(Stored data)
※
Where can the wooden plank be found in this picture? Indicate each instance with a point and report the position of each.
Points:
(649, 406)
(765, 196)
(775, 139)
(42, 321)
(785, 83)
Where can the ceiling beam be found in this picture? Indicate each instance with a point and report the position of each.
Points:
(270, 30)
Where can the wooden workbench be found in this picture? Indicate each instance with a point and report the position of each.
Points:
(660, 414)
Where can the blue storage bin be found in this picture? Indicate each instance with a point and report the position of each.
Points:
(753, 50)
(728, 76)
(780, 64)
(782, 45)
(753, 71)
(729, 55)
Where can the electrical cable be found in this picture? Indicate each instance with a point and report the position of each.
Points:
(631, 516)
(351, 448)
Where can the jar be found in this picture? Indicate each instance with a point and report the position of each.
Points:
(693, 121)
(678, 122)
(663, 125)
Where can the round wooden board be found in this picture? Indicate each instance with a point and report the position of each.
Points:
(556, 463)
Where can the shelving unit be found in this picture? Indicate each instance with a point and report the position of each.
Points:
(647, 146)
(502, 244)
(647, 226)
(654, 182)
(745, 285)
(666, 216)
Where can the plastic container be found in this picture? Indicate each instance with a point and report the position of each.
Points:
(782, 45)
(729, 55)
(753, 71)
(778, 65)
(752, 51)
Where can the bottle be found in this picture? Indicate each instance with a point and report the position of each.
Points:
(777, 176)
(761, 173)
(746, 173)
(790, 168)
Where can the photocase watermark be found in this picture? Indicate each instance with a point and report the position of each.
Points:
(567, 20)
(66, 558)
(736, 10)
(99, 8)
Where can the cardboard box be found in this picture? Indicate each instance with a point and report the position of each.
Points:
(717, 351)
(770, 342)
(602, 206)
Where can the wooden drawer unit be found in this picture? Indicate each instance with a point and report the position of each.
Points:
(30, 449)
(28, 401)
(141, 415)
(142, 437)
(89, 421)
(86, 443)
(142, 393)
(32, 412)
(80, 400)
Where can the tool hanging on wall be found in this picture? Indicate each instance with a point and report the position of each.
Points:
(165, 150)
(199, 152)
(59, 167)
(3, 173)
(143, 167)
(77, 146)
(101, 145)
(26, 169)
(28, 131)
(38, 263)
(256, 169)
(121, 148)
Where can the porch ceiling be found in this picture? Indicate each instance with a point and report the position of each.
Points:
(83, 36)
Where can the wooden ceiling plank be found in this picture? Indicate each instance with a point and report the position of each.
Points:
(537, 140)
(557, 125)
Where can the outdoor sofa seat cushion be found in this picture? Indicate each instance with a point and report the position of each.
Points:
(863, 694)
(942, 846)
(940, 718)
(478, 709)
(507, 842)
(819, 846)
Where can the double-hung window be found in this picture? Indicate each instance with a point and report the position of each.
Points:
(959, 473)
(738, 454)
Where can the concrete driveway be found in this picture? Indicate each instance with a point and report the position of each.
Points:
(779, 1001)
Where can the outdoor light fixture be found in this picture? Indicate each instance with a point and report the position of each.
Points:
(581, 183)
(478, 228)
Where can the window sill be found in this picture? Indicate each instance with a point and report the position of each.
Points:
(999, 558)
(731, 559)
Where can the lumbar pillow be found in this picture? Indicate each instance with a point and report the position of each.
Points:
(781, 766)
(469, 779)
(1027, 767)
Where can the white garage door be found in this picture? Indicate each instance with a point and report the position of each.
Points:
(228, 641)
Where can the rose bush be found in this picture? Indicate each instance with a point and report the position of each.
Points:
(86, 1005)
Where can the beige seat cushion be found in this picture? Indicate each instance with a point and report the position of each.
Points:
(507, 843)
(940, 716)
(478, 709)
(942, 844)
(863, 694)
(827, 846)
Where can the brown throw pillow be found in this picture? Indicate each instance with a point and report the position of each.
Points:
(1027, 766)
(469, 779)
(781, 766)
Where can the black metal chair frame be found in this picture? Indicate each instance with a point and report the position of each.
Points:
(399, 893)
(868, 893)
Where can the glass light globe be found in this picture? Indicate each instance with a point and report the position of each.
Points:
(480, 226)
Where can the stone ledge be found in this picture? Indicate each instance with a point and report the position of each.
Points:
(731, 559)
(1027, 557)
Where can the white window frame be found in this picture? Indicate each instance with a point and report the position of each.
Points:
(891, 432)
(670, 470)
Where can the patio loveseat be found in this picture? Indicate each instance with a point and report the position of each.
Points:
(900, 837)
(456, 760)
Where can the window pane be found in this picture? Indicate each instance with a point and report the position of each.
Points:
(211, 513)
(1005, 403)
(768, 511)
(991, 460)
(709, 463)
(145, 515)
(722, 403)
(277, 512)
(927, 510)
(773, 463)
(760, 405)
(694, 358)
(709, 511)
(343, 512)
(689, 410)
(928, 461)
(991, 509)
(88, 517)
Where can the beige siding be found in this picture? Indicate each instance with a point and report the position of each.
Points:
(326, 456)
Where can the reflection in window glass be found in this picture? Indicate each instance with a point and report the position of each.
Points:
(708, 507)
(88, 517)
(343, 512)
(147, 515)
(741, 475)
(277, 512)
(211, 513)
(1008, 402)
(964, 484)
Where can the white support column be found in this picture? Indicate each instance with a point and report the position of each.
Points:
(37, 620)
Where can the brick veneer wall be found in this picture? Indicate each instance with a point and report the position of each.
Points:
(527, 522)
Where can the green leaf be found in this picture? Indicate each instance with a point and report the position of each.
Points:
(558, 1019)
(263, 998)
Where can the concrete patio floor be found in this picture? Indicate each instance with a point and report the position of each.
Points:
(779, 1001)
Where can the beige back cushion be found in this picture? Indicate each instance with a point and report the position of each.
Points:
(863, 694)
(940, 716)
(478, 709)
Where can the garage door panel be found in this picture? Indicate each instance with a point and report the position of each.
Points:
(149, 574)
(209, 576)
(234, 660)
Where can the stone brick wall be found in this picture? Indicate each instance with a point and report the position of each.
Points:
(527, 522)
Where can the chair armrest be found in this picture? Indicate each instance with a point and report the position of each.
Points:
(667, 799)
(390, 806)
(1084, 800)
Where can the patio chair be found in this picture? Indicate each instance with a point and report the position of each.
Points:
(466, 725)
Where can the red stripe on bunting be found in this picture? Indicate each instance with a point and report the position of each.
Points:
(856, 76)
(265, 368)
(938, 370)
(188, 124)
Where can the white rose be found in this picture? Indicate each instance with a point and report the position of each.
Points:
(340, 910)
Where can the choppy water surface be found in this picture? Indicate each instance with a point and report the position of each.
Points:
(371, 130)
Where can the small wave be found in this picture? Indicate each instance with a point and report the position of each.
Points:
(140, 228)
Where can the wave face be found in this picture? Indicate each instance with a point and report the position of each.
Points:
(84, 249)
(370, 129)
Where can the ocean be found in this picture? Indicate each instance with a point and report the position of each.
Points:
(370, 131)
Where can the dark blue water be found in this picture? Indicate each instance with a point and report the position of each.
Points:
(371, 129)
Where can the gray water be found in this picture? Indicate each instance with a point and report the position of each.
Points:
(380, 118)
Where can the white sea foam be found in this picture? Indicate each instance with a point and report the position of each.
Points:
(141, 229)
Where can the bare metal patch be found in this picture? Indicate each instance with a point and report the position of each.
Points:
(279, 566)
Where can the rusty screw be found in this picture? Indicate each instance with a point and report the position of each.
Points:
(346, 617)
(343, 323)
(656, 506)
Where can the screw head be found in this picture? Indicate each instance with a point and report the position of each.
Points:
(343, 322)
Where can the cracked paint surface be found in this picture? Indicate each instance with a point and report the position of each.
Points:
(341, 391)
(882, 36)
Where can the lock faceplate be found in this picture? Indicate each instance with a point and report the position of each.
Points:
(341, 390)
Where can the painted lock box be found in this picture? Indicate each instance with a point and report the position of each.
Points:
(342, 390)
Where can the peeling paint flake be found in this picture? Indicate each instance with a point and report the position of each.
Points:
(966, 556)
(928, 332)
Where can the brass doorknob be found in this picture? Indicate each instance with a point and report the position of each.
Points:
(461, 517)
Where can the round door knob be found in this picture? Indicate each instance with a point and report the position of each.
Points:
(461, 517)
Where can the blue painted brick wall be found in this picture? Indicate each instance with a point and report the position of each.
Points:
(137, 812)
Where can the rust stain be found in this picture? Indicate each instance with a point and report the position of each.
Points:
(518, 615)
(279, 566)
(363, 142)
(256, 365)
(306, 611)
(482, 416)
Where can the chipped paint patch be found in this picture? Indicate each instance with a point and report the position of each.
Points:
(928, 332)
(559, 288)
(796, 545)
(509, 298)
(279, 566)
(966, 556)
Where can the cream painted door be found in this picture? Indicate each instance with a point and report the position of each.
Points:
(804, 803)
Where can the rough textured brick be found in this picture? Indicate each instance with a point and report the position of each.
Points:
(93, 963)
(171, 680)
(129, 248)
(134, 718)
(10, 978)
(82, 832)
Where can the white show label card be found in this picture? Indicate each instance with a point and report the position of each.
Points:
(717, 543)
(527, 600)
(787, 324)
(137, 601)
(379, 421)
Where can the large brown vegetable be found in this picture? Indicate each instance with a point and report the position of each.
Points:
※
WORK TO BE COMPLETED:
Your answer should be the lines above that contain the word "outdoor", copied out.

EXERCISE SOLUTION:
Where can the outdoor sofa seat cushion be found in this picture? Indicate each instance with a point and report the position of each.
Where can the outdoor light fixture be found in this picture? Indicate each instance with a point and report the position of each.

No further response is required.